**What is expected**
Repeat each line of the material below exactly as it appears, minus any pictures.

★ ★ ★ ★ ★

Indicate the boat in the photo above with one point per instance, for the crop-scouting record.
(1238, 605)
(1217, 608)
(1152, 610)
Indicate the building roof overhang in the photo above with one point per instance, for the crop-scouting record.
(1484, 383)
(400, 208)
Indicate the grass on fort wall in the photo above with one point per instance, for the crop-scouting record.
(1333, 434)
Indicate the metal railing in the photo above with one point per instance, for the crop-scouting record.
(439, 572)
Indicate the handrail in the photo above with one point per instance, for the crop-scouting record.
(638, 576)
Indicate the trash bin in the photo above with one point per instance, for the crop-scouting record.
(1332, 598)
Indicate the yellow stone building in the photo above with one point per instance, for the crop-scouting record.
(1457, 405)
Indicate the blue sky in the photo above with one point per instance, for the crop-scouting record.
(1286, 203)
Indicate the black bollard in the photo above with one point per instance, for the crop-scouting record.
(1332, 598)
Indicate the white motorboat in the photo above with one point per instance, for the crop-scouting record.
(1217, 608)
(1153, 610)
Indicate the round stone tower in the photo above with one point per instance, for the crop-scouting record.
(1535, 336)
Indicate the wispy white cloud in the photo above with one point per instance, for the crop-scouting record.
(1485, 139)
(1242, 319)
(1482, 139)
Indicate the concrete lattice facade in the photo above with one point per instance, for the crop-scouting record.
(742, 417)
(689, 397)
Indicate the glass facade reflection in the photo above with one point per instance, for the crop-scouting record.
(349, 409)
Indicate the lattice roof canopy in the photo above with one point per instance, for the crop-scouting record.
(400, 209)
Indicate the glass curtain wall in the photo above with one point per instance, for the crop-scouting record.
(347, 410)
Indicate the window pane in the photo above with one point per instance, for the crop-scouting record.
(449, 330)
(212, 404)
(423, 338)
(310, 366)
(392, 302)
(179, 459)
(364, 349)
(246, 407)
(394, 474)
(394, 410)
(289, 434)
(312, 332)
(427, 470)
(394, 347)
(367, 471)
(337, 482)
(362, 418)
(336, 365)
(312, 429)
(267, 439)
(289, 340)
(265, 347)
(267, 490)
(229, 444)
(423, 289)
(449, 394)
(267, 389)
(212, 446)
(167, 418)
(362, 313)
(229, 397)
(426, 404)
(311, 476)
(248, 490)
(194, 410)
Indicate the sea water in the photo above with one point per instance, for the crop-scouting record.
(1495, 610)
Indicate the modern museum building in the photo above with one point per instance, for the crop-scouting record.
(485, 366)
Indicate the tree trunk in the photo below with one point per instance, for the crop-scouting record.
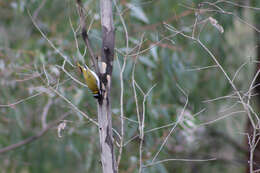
(104, 106)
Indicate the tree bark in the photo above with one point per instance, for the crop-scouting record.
(104, 106)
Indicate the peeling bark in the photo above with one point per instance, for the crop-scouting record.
(104, 107)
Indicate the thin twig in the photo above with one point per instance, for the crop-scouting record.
(33, 138)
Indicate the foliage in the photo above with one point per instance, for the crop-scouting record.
(29, 65)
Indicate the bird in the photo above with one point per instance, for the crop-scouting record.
(91, 79)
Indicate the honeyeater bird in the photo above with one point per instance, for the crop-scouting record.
(91, 80)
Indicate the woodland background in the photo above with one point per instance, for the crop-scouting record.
(214, 124)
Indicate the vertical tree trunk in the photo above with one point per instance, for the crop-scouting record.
(104, 106)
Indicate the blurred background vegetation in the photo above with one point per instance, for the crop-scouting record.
(26, 57)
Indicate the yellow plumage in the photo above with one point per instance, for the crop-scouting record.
(91, 80)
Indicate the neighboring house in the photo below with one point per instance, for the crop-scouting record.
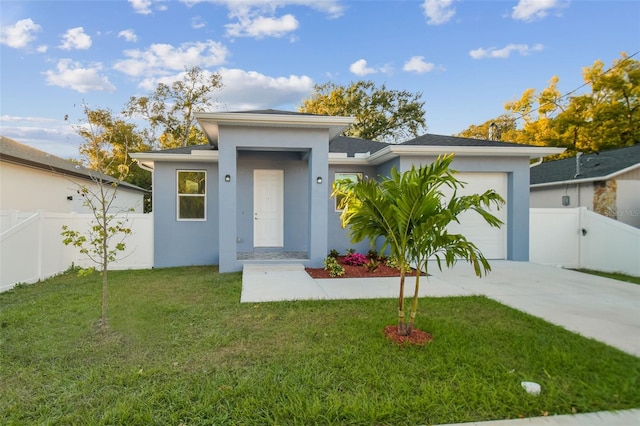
(32, 180)
(261, 188)
(607, 183)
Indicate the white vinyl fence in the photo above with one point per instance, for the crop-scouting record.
(31, 247)
(579, 238)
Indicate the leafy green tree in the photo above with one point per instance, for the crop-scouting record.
(170, 110)
(496, 129)
(104, 240)
(409, 211)
(380, 114)
(110, 154)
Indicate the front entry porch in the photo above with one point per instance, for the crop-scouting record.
(261, 255)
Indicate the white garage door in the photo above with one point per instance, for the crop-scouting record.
(491, 241)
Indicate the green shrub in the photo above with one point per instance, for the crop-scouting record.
(334, 268)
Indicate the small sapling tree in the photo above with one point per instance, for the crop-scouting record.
(104, 137)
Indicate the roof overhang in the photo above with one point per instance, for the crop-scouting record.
(210, 122)
(393, 151)
(146, 160)
(586, 180)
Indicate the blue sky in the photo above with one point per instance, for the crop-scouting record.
(467, 58)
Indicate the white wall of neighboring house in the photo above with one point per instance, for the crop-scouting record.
(31, 189)
(31, 247)
(578, 238)
(581, 195)
(629, 198)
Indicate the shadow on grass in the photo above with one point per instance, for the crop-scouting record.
(182, 349)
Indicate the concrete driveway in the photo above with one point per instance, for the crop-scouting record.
(604, 309)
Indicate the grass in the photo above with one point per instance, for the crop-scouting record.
(181, 349)
(613, 275)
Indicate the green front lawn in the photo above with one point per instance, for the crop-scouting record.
(182, 350)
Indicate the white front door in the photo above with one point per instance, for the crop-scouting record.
(268, 208)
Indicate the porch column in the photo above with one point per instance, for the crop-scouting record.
(227, 206)
(318, 205)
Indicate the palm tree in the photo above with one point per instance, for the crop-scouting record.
(410, 212)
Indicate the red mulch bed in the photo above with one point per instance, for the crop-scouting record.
(417, 337)
(351, 271)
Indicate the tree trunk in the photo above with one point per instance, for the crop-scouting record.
(402, 326)
(103, 321)
(414, 304)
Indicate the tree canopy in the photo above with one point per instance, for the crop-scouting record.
(604, 117)
(107, 142)
(170, 110)
(380, 114)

★ ★ ★ ★ ★

**Final answer**
Indicate the boat in the photo above with one point per instance, for the crop-scouting record.
(1238, 605)
(1217, 608)
(1152, 610)
Indicate the building roof overhang in the photo above with one point per instance, for the crop-scouting record.
(1484, 383)
(400, 208)
Indicate the grass on fort wall in the photo above with one point per instance, for the crop-scouting record.
(1333, 434)
Indicate the metal railing in the photo above with one point per instance, for the crop-scouting record.
(439, 572)
Indicate the handrail in the photo above with one point per instance, for the crop-scouting record.
(638, 576)
Indicate the trash bin in the photo above with one point per instance, for the crop-scouting record.
(1332, 598)
Indicate the yellow stone building in the photo above with one point per instance, for the crop-scouting record.
(1457, 405)
Indicate the blue sky in the photo above with one point per instance, for the crop-scouting record.
(1286, 203)
Indicate the black bollard in the photo above with one point per instance, for the crop-scouting record.
(1332, 598)
Indicate the white motorboat in the photo above with one point per instance, for the crop-scouting record.
(1217, 608)
(1153, 610)
Indicate the round stone tower in the photo above with one point per instance, for the crop-scouting record.
(1535, 336)
Indicate the wispy white cloud in the photo above with one point per instance, for the crop-scouting record.
(1485, 139)
(1242, 319)
(1482, 139)
Indicate the concrete lattice facade in the photo above with one point per instance, for the crop-scouting record.
(742, 417)
(689, 397)
Indicate the glass facade reflection in the photo above with one point per instance, for the crop-scouting record.
(349, 409)
Indicate the lattice roof canopy in the photo above with one point per instance, for the crop-scouting record.
(400, 209)
Indicate the glass curtain wall in the photo above with one point per instance, for the crop-scouting record.
(347, 410)
Indicate the window pane in the photo above with one point per instance, for the crop-scouting record.
(449, 330)
(212, 404)
(423, 338)
(310, 366)
(392, 302)
(179, 459)
(364, 349)
(246, 407)
(394, 474)
(394, 410)
(289, 434)
(312, 332)
(427, 470)
(394, 347)
(367, 471)
(337, 482)
(362, 418)
(336, 365)
(312, 429)
(267, 439)
(289, 340)
(265, 347)
(267, 490)
(229, 444)
(423, 289)
(449, 394)
(267, 389)
(212, 446)
(167, 418)
(362, 313)
(229, 397)
(426, 404)
(311, 476)
(248, 490)
(194, 410)
Indicate the sea water in the photo above with one point per instance, for the crop-scouting record.
(1495, 610)
Indicate the modern museum building in the photo above with one point per instance, for the crop-scouting record.
(485, 366)
Indicate the tree trunk in the photo below with one point per instance, for the crop-scouting record.
(104, 106)
Indicate the tree bark in the photo above with one point per instance, for the crop-scouting record.
(104, 106)
Indicate the peeling bark in the photo above with one point per instance, for the crop-scouting record.
(104, 107)
Indicate the thin twig in the photo above with one point per instance, for the crop-scouting record.
(33, 138)
Indicate the foliage in the photo above with one point per instance, for the crop-scouting record.
(29, 65)
Indicate the bird in the photo above with one point per instance, for the crop-scouting record.
(91, 79)
Indicate the honeyeater bird in the photo above with one point per instance, for the crop-scouting record.
(91, 80)
Indicate the woodland background in the photo above with one point per instance, for the crop-scouting record.
(214, 124)
Indicate the vertical tree trunk in the photo above with one point per instance, for the crop-scouting record.
(104, 106)
Indicate the blurred background vegetation in the photo above with one point per instance, for the crop-scouting record.
(26, 57)
Indicate the yellow plumage in the photo above with one point per instance, for the crop-scouting record.
(91, 80)
Indicate the neighboring house in the photo below with one point per instance, for the crop-scouting record.
(32, 180)
(261, 188)
(607, 183)
Indicate the white vinyl fence in the photo above with one point per instance, for the crop-scouting record.
(31, 247)
(579, 238)
Indicate the leafy green tree in the photo above with one point per instance, for the crop-scouting record.
(170, 110)
(496, 129)
(104, 240)
(409, 211)
(380, 114)
(110, 154)
Indicate the front entry porch in the photo above with one point per instance, for the crop-scouting record.
(261, 255)
Indicate the white garage door in the photo above with one point per instance, for the crop-scouting record.
(491, 241)
Indicate the green shrub in the photo above with one point per instance, for the crop-scouting record.
(334, 268)
Indicate the small sapling tree in the photo above with one point per instance, for the crop-scouting record.
(104, 137)
Indicate the roof overhang in the photo above with one point per instance, for the crop-scouting record.
(210, 122)
(393, 151)
(146, 160)
(586, 180)
Indicate the blue sky in the photo above with one point per instance, for the crop-scouting record.
(467, 58)
Indicate the white wall of neighboring house in the photo above with one point per instance, for the crop-scouting record.
(31, 189)
(31, 247)
(578, 238)
(581, 195)
(629, 198)
Indicate the shadow on grass in the photo above with one point per instance, for the crop-scouting record.
(182, 349)
Indicate the concrete driveway in the photo above with one point per instance, for the crop-scouting record.
(604, 309)
Indicate the grass in the photo above with one point per instance, for the crop-scouting record.
(181, 349)
(613, 275)
Indicate the green front lawn in the photo above with one point per instance, for the crop-scouting record.
(182, 350)
Indicate the white front door in the photo above with one point per instance, for the crop-scouting record.
(268, 208)
Indicate the porch column in the photo above with one point per instance, for the crop-scouting record.
(227, 206)
(318, 205)
Indicate the palm tree in the photo above with one point per instance, for the crop-scouting record.
(410, 212)
Indicate the red mulch bed in the photo above with one point per instance, for the crop-scouting record.
(417, 337)
(351, 271)
Indicate the tree trunk in the photo above with one point per instance, for the crop-scouting record.
(402, 326)
(103, 321)
(414, 304)
Indicate the tree canopy in the photo above with one point per instance, for the crop-scouting record.
(604, 117)
(107, 142)
(170, 110)
(380, 114)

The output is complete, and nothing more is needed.